=== INFORMATION GIVEN ===
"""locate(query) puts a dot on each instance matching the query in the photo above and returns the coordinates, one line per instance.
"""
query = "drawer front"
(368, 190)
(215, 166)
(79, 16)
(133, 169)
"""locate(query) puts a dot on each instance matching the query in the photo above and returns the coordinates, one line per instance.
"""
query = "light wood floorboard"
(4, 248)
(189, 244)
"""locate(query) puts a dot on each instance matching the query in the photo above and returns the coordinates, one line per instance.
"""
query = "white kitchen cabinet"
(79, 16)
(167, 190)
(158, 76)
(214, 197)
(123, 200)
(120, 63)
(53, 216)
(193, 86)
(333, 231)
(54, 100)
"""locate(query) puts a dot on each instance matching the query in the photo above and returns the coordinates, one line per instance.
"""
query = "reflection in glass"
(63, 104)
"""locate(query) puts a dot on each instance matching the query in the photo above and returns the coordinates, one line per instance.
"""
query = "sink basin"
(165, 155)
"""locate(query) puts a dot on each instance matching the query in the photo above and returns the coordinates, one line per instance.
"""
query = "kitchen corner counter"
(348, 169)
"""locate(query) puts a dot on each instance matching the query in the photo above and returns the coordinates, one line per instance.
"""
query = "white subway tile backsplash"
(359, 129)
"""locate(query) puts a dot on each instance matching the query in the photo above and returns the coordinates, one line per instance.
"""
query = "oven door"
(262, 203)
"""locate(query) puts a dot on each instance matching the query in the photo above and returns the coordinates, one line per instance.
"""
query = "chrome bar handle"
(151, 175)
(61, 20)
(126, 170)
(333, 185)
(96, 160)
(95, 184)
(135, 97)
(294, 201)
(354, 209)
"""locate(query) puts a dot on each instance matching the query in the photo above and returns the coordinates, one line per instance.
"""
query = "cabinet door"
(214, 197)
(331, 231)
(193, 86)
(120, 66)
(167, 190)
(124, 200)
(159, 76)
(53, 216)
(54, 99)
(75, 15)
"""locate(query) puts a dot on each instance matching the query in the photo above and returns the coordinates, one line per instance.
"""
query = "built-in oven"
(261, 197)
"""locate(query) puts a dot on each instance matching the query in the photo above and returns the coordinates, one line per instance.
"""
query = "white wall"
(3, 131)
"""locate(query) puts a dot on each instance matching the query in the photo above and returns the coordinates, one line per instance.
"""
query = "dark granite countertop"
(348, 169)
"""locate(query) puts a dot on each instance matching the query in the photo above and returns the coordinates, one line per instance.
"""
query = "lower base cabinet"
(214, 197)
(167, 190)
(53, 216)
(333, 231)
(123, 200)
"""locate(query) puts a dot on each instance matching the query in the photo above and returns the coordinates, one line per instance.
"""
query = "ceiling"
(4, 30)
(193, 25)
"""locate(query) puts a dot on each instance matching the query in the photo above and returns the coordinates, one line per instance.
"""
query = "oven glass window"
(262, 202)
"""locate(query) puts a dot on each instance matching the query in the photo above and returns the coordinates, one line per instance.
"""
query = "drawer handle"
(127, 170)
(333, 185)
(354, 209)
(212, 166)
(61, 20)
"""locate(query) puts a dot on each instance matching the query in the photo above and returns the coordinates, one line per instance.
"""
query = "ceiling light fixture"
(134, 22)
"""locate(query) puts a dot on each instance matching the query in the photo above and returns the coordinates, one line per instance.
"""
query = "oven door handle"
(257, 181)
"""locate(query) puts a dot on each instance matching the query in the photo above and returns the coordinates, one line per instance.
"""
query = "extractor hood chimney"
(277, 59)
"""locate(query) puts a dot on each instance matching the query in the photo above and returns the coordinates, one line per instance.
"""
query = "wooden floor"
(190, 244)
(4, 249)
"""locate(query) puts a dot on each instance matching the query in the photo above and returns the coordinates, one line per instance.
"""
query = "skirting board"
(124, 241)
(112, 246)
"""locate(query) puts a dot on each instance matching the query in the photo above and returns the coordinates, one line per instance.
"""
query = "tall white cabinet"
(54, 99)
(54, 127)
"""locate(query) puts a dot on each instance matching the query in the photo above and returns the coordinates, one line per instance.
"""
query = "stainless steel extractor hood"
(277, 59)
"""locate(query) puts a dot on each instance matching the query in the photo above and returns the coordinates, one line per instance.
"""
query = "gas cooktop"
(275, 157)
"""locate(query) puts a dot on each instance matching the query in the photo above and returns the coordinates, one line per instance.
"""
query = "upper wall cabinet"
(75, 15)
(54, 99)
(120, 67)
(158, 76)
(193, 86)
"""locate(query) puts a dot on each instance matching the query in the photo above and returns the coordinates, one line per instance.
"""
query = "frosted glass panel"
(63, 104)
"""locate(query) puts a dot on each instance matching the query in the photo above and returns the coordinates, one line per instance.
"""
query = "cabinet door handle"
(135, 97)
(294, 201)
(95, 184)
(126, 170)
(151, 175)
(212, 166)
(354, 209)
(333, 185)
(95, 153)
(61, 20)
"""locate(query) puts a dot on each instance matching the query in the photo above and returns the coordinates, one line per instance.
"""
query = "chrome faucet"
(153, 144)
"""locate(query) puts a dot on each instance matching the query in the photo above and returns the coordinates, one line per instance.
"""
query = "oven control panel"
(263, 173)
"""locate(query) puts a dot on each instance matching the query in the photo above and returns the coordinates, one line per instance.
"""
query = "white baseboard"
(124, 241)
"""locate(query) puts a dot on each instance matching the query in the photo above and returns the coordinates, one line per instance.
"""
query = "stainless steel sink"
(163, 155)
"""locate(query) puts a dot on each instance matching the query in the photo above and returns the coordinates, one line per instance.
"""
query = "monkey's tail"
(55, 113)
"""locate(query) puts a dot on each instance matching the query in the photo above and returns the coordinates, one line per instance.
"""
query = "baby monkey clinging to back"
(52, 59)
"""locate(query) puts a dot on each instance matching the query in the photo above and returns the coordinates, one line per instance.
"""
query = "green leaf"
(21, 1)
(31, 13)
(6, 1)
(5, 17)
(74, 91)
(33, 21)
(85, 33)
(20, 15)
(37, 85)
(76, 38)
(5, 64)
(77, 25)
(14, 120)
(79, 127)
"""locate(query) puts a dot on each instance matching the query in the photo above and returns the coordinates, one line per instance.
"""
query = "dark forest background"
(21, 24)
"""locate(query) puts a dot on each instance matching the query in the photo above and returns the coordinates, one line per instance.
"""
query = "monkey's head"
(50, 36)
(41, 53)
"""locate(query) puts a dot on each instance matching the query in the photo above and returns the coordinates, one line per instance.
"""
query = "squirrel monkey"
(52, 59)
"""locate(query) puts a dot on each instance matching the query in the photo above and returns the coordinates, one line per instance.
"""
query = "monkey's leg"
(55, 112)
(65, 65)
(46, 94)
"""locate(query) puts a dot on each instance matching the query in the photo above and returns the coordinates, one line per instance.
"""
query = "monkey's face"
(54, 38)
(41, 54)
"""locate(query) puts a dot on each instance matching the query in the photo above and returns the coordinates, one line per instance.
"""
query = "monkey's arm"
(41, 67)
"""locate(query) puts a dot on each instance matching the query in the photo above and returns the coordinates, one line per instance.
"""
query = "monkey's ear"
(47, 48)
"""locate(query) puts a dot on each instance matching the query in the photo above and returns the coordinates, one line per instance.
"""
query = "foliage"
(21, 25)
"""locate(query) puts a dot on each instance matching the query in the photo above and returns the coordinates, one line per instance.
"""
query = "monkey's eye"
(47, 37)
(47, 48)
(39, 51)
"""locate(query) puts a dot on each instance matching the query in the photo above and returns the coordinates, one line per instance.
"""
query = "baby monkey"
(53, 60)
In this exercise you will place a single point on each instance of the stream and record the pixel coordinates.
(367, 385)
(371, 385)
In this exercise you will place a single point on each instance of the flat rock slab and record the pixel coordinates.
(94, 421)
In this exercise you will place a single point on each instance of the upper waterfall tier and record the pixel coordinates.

=== DIRECTIONS ===
Extract all of the data above and output it character for character.

=== SOLVED EXERCISE ===
"""locate(query) puts a dot on each instance matching the query in the photo above and returns the coordinates, one line per instance.
"""
query = "drawer front"
(368, 190)
(215, 166)
(79, 16)
(133, 169)
"""locate(query) puts a dot on each instance matching the query in the photo above and returns the coordinates, one line per instance.
"""
query = "light wood floorboard"
(4, 248)
(189, 244)
"""locate(query) puts a dot on each instance matching the query in the photo above and returns the coordinates, one line per instance.
"""
query = "white kitchen cabinet"
(79, 16)
(167, 190)
(158, 76)
(214, 197)
(123, 200)
(120, 63)
(53, 216)
(193, 86)
(333, 231)
(54, 100)
"""locate(query) puts a dot on each instance matching the query in the photo above and returns the coordinates, one line per instance.
"""
query = "reflection in glass"
(63, 104)
"""locate(query) puts a dot on each instance matching the query in the photo above and returns the coordinates, one line per instance.
"""
query = "sink basin"
(165, 155)
"""locate(query) puts a dot on each instance matching the query in the photo above and returns the coordinates, one line per instance.
"""
query = "kitchen corner counter"
(348, 169)
"""locate(query) puts a dot on each instance matching the query in the photo above and returns the coordinates, one line per instance.
"""
query = "white subway tile backsplash"
(359, 129)
"""locate(query) puts a dot on each instance matching the query in the photo above and returns the coordinates, one line per instance.
"""
query = "oven door"
(262, 203)
"""locate(query) puts a dot on each instance matching the query in the photo above and returns the coordinates, one line per instance.
"""
query = "chrome bar handle"
(151, 175)
(61, 20)
(126, 170)
(333, 185)
(96, 160)
(95, 184)
(135, 97)
(294, 201)
(354, 209)
"""locate(query) puts a dot on each instance matching the query in the photo above and returns the coordinates, one line per instance.
"""
query = "cabinet door"
(214, 197)
(331, 231)
(193, 86)
(120, 66)
(167, 190)
(124, 200)
(159, 76)
(53, 216)
(54, 99)
(75, 15)
"""locate(query) puts a dot on each instance matching the query in the photo above and returns the coordinates, one line per instance.
"""
query = "built-in oven"
(261, 197)
"""locate(query) puts a dot on each instance matching the query in the photo above and returns the coordinates, one line per instance.
"""
query = "white wall"
(3, 131)
"""locate(query) puts a dot on each instance matching the query in the photo above and returns the coordinates, one line per instance.
"""
query = "dark granite countertop"
(348, 169)
"""locate(query) puts a dot on each instance matching the query in the photo above and returns the coordinates, one line per instance.
"""
query = "lower base cabinet"
(214, 197)
(167, 190)
(53, 216)
(333, 231)
(123, 200)
"""locate(query) puts a dot on each instance matching the query in the photo above and returns the coordinates, one line per instance.
"""
query = "ceiling"
(4, 30)
(193, 25)
"""locate(query) puts a dot on each instance matching the query in the photo above and returns the coordinates, one line per instance.
"""
query = "oven glass window"
(262, 202)
"""locate(query) puts a dot on each instance matching the query in the photo above and returns the coordinates, one line per instance.
"""
query = "drawer handle"
(127, 170)
(333, 185)
(354, 209)
(212, 166)
(61, 20)
"""locate(query) puts a dot on each instance matching the query in the photo above and returns the coordinates, one line per instance.
"""
query = "ceiling light fixture"
(134, 22)
"""locate(query) puts a dot on each instance matching the query in the photo above and returns the coordinates, one line per instance.
"""
query = "oven door handle"
(257, 181)
"""locate(query) puts a dot on each instance matching the query in the photo above and returns the coordinates, one line per instance.
"""
query = "extractor hood chimney"
(277, 59)
"""locate(query) puts a dot on each instance matching the query in the photo above and returns the coordinates, one line per instance.
"""
query = "wooden floor"
(190, 244)
(4, 249)
"""locate(query) puts a dot on each instance matching the query in the photo above and returns the coordinates, one line per instance.
"""
query = "skirting board"
(124, 241)
(112, 246)
"""locate(query) puts a dot on each instance matching the query in the photo above and returns the coordinates, one line per instance.
"""
query = "tall white cabinet"
(54, 99)
(54, 127)
"""locate(query) puts a dot on each instance matching the query in the photo above and returns the coordinates, one line per instance.
"""
query = "stainless steel extractor hood"
(277, 59)
"""locate(query) puts a dot on each instance matching the query in the photo above and returns the coordinates, one line per instance.
"""
query = "gas cooktop"
(275, 157)
"""locate(query) puts a dot on each instance matching the query in the photo above and returns the coordinates, one line per instance.
"""
query = "upper wall cabinet"
(75, 15)
(54, 99)
(120, 67)
(158, 76)
(193, 86)
"""locate(query) puts a dot on each instance matching the query in the photo above and returns the coordinates, one line per instance.
"""
query = "frosted glass panel"
(63, 104)
"""locate(query) puts a dot on each instance matching the query in the photo above and returns the coordinates, one line per instance.
"""
query = "cabinet door handle"
(135, 97)
(294, 201)
(95, 184)
(126, 170)
(151, 175)
(212, 166)
(354, 209)
(333, 185)
(95, 153)
(61, 20)
"""locate(query) puts a dot on each instance matching the query in the photo above and returns the coordinates, one line per instance.
"""
query = "chrome faucet"
(153, 144)
"""locate(query) puts a dot on each instance matching the query in the photo above and returns the coordinates, one line per instance.
"""
query = "oven control panel"
(263, 173)
"""locate(query) puts a dot on each instance matching the query in the photo above and returns the coordinates, one line per instance.
"""
query = "white baseboard"
(124, 241)
"""locate(query) puts a dot on each instance matching the query in the photo above and returns the coordinates, one line per instance.
"""
query = "stainless steel sink"
(163, 155)
"""locate(query) puts a dot on each instance matching the query in the photo above and returns the coordinates, one line per instance.
"""
query = "monkey's tail"
(55, 113)
"""locate(query) puts a dot on each instance matching the query in the photo above and returns the coordinates, one line per instance.
"""
query = "baby monkey clinging to back"
(52, 59)
"""locate(query) puts a dot on each instance matching the query in the photo above and returns the coordinates, one line per instance.
"""
query = "green leaf"
(21, 1)
(31, 13)
(6, 1)
(5, 17)
(74, 91)
(33, 21)
(85, 33)
(20, 15)
(37, 85)
(76, 38)
(5, 64)
(77, 25)
(14, 120)
(79, 127)
"""locate(query) puts a dot on each instance matching the query in the photo above and returns the coordinates, one line per instance.
"""
query = "dark forest background"
(21, 24)
"""locate(query) puts a dot on each instance matching the query in the photo above and returns the coordinates, one line per instance.
"""
query = "monkey's head"
(50, 36)
(41, 53)
"""locate(query) puts a dot on each instance matching the query in the photo above and returns the coordinates, one line per instance.
"""
query = "squirrel monkey"
(52, 59)
"""locate(query) puts a dot on each instance matching the query in the photo above and returns the coordinates, one line per instance.
"""
query = "monkey's leg"
(55, 112)
(65, 65)
(46, 94)
"""locate(query) puts a dot on each instance matching the query in the photo above and returns the coordinates, one line per instance.
"""
query = "monkey's face"
(54, 38)
(41, 54)
"""locate(query) puts a dot on each instance matching the query in the photo above and returns the coordinates, one line per instance.
"""
query = "monkey's arm"
(41, 67)
"""locate(query) puts a dot on each instance matching the query in the photo above and returns the coordinates, one line per instance.
"""
query = "monkey's ear"
(47, 48)
"""locate(query) puts a dot on each instance matching the query in the photo above and returns the coordinates, one line per instance.
"""
query = "foliage"
(21, 25)
"""locate(query) puts a dot on each instance matching the query in the photo above and returns the coordinates, one line per instance.
"""
query = "monkey's eye"
(47, 37)
(47, 48)
(39, 51)
"""locate(query) puts a dot on each instance matching the query in the photo above and returns the coordinates, one line per instance.
"""
query = "baby monkey"
(53, 60)
In this exercise you will place a single point on each instance of the stream and record the pixel coordinates.
(367, 385)
(371, 385)
In this exercise you will place a single point on each instance of the flat rock slab and record the pixel coordinates.
(94, 421)
In this exercise you will place a single point on each instance of the upper waterfall tier and record the pixel coordinates.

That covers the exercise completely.